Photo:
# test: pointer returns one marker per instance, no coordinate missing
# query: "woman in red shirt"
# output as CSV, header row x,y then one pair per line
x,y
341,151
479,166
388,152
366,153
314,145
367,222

··········

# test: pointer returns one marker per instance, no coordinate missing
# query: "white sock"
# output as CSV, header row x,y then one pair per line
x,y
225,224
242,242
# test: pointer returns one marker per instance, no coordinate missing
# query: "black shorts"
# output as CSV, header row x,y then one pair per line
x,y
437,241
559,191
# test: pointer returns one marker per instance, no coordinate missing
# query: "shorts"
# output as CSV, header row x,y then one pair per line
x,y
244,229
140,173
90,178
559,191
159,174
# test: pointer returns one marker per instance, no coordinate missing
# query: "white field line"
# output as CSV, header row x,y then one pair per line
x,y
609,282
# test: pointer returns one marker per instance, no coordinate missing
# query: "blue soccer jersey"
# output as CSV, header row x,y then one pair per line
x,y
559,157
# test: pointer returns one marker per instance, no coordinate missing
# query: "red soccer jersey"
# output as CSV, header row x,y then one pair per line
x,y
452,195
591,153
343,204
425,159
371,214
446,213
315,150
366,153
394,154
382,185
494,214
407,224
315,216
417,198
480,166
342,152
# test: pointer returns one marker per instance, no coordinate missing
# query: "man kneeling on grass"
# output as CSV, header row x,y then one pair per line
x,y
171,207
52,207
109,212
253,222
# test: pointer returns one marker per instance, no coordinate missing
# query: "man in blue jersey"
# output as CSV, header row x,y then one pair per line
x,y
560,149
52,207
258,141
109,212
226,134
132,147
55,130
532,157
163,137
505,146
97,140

··········

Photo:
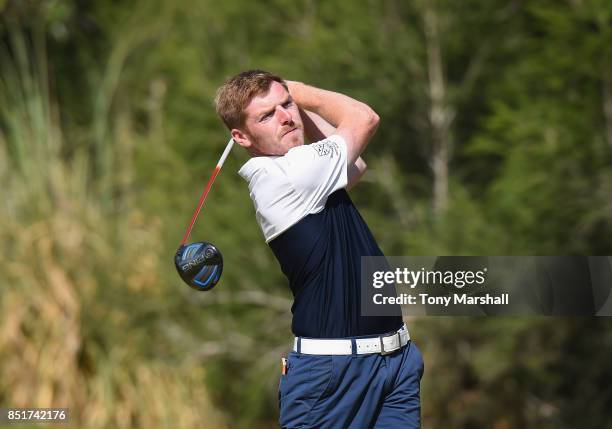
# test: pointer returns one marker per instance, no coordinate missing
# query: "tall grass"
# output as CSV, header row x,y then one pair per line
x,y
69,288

··········

What this task involves >> Among the lines of the material, count those that contain the string "white" and state only that count.

Answer below >> 2